_Your instructions:_ Print the items from their start through the line containing "top-left (333, 0), bottom-right (1200, 340)", including both ends, and keep every line unchanged. Leave the pictures out of your answer.
+++ Dataset excerpts +++
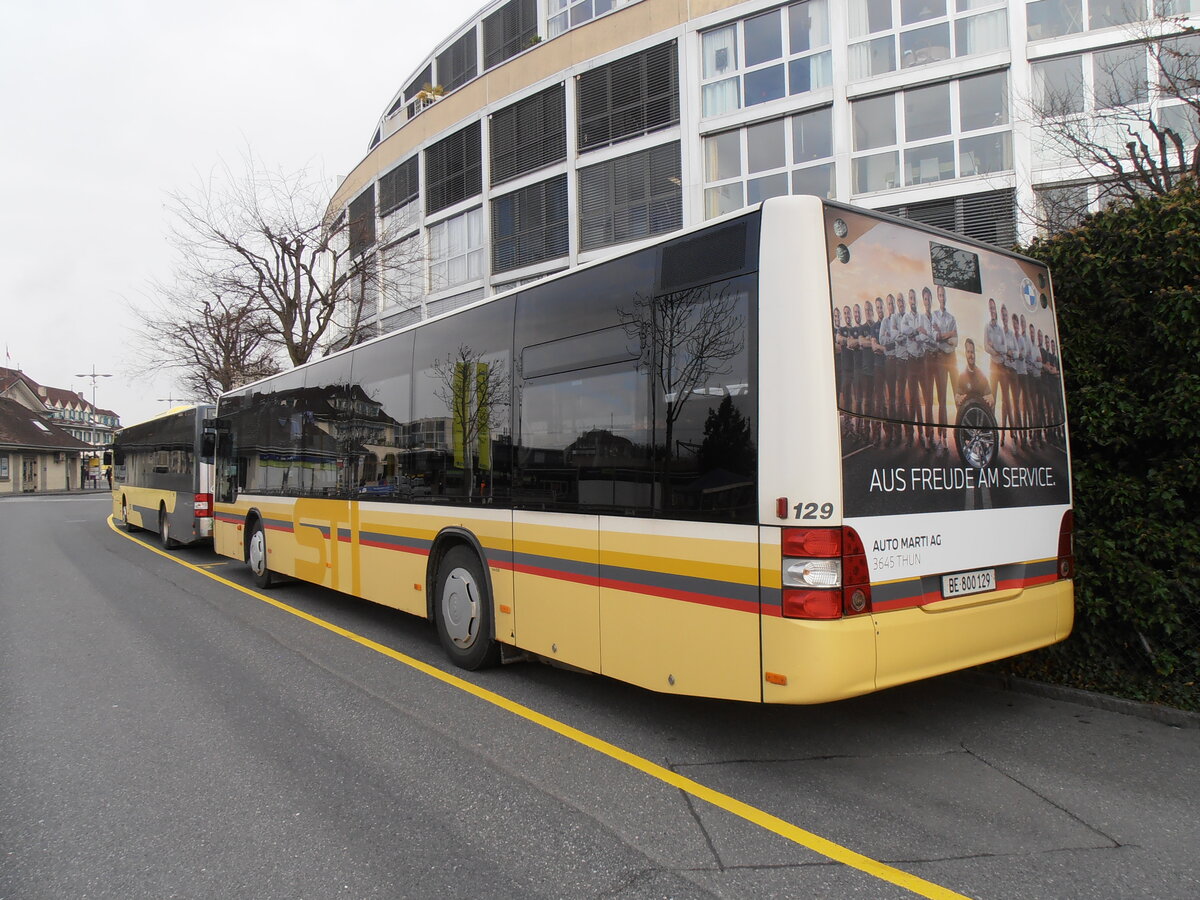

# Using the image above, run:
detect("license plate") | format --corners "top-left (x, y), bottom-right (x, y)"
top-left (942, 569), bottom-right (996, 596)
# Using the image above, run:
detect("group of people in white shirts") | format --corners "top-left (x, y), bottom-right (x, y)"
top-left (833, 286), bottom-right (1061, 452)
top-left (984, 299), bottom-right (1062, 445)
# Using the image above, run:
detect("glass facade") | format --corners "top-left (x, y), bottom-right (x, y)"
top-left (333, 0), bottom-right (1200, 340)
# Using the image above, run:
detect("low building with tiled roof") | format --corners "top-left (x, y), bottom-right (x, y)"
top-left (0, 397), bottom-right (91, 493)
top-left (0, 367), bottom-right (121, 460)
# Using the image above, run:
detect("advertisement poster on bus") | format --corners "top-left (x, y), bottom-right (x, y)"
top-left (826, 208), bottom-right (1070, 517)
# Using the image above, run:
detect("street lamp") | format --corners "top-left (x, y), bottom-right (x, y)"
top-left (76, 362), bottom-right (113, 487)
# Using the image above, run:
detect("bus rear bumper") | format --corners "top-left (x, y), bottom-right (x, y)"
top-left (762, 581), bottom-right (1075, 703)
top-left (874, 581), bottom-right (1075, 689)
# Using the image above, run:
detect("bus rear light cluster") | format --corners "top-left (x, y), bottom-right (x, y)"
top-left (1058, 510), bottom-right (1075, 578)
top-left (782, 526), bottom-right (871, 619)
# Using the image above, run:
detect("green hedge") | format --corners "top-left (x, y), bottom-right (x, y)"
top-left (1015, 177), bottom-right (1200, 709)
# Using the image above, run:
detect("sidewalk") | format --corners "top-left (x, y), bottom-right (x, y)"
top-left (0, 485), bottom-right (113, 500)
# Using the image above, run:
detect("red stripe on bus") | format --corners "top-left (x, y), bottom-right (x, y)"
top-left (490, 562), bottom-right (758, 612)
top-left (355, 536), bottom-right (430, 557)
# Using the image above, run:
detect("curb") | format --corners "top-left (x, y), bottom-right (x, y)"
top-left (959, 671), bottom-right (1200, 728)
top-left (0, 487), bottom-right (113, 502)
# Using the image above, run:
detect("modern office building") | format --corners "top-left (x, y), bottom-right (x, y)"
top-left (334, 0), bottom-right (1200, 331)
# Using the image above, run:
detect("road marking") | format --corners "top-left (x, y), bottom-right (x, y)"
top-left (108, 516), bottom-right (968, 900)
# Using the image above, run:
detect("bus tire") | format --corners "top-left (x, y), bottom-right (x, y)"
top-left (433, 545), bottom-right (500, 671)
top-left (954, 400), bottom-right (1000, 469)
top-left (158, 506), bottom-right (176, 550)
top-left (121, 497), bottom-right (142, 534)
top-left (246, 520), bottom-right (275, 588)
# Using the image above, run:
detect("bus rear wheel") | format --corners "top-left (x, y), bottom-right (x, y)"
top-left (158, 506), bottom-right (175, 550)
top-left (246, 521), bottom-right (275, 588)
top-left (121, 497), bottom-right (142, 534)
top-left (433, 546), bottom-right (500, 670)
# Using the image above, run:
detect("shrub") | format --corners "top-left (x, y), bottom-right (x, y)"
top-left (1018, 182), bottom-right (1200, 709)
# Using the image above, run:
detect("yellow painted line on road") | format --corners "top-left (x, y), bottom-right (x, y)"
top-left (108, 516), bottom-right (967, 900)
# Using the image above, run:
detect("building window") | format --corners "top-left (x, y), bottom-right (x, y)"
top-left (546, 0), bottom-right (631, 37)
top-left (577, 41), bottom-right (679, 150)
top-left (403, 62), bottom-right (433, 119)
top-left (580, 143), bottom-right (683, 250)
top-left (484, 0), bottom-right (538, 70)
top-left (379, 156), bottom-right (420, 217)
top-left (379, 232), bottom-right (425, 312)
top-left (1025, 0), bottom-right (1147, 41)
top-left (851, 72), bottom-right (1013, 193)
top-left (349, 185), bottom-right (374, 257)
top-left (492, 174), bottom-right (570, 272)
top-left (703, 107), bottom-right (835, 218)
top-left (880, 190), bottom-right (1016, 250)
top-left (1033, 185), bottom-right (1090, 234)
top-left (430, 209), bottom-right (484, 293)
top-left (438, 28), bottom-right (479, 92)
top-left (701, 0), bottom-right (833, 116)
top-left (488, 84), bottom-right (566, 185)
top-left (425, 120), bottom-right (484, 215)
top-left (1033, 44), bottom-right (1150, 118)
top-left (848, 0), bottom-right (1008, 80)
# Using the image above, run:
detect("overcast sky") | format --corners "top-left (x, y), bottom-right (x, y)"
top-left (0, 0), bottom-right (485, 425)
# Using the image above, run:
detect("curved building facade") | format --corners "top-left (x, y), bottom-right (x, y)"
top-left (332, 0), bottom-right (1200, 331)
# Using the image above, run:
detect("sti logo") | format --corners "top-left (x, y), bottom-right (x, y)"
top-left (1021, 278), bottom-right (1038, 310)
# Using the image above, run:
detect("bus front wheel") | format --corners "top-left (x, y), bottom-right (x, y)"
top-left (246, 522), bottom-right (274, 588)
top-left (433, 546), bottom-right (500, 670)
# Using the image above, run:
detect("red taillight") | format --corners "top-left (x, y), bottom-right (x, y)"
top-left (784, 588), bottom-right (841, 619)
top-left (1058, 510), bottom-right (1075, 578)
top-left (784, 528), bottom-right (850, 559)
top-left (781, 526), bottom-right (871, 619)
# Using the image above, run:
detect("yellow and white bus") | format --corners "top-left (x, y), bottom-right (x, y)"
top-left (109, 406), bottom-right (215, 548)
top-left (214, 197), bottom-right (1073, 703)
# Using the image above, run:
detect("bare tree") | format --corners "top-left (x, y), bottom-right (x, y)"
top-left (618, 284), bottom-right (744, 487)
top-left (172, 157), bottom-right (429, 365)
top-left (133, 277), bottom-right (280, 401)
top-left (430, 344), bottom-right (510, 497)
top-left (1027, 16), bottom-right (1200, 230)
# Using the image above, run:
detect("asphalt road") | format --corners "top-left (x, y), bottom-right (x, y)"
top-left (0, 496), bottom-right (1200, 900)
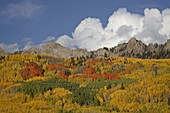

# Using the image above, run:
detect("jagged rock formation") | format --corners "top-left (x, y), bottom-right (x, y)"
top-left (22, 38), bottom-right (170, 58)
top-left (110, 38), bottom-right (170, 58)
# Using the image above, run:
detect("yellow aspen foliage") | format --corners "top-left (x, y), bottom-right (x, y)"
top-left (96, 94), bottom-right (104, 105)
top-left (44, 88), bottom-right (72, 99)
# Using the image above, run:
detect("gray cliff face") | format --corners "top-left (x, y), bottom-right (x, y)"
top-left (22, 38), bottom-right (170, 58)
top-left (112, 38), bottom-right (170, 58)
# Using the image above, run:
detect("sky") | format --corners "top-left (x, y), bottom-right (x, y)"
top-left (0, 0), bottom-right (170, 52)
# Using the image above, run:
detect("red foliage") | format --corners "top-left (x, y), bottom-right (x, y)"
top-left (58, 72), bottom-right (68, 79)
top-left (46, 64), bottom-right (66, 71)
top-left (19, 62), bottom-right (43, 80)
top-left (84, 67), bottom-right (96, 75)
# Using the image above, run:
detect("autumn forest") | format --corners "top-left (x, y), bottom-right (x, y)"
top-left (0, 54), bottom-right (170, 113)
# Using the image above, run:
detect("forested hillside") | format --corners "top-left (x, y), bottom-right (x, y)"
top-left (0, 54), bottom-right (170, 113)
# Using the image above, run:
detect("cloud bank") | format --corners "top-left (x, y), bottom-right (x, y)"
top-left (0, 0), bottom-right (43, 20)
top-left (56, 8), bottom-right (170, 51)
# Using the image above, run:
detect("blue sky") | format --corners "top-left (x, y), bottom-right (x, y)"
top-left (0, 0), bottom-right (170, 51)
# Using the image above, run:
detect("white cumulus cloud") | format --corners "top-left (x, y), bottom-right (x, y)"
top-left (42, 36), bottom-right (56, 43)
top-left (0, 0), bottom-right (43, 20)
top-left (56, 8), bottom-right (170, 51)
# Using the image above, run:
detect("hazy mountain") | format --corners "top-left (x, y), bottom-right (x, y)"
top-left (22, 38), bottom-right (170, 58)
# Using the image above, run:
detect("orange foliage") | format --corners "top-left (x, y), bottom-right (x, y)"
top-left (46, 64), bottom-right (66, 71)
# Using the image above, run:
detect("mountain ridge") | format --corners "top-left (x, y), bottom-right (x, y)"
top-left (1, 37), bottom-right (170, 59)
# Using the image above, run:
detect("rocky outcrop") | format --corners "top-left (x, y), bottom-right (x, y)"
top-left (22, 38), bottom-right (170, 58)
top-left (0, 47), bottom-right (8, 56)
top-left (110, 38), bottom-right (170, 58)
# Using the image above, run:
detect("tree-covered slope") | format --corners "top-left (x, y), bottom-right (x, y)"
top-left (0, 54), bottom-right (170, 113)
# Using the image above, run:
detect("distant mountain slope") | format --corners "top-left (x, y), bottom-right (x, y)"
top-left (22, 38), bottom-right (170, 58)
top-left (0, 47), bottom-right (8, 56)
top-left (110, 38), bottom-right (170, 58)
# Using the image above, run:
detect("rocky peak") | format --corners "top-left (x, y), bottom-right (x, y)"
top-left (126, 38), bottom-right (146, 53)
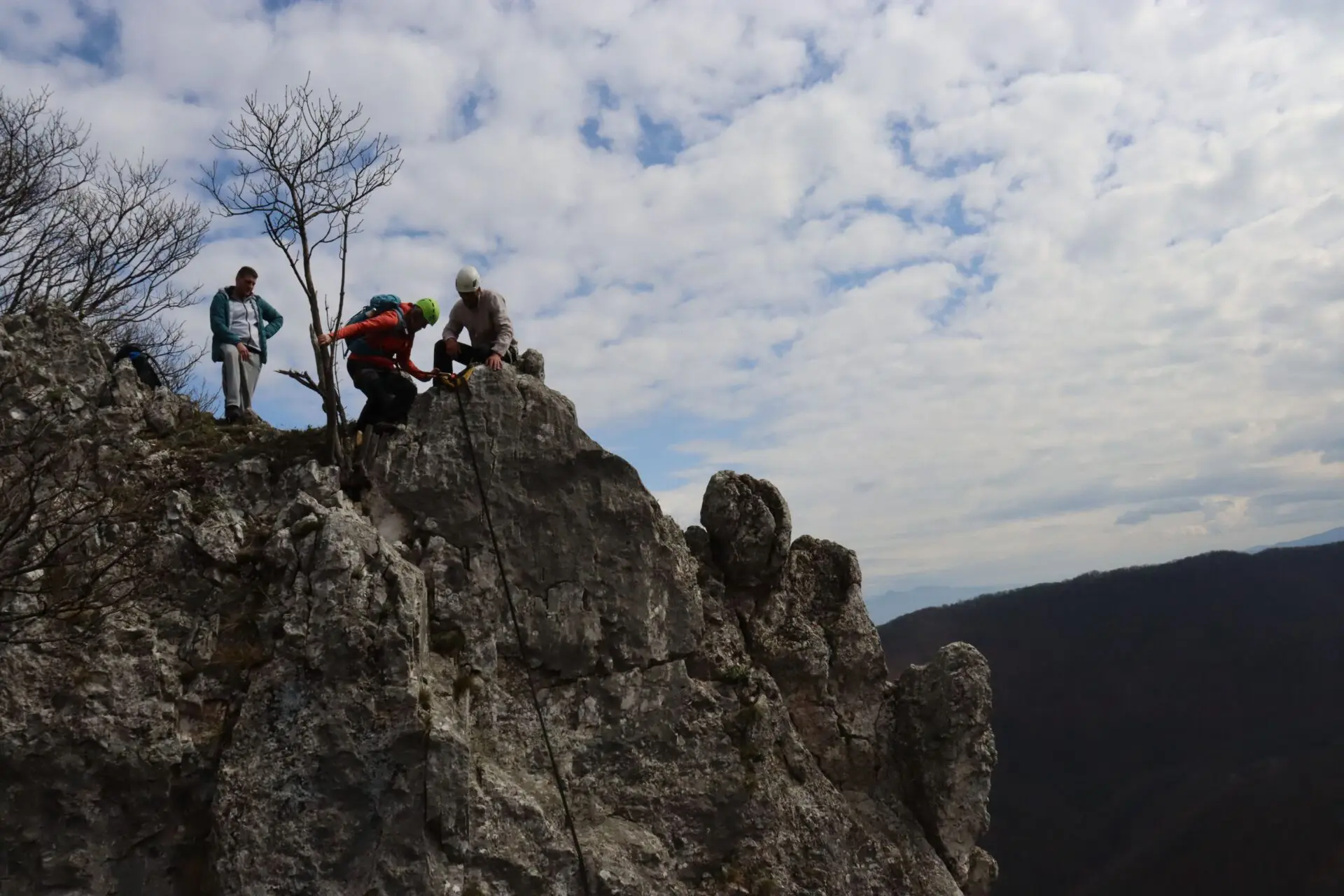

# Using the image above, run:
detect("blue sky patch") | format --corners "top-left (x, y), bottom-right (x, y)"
+++
_Problem solution:_
# Using the image above, run:
detect("license plate") | format --corners "top-left (x, y), bottom-right (x, y)"
top-left (942, 569), bottom-right (996, 596)
# Using the image above, run:
detect("group of people in white shirts") | format --corners "top-left (x, y), bottom-right (x, y)"
top-left (833, 286), bottom-right (1061, 452)
top-left (984, 299), bottom-right (1062, 445)
# Using the image above, run:
detect("glass facade") | format --corners "top-left (x, y), bottom-right (x, y)"
top-left (333, 0), bottom-right (1200, 340)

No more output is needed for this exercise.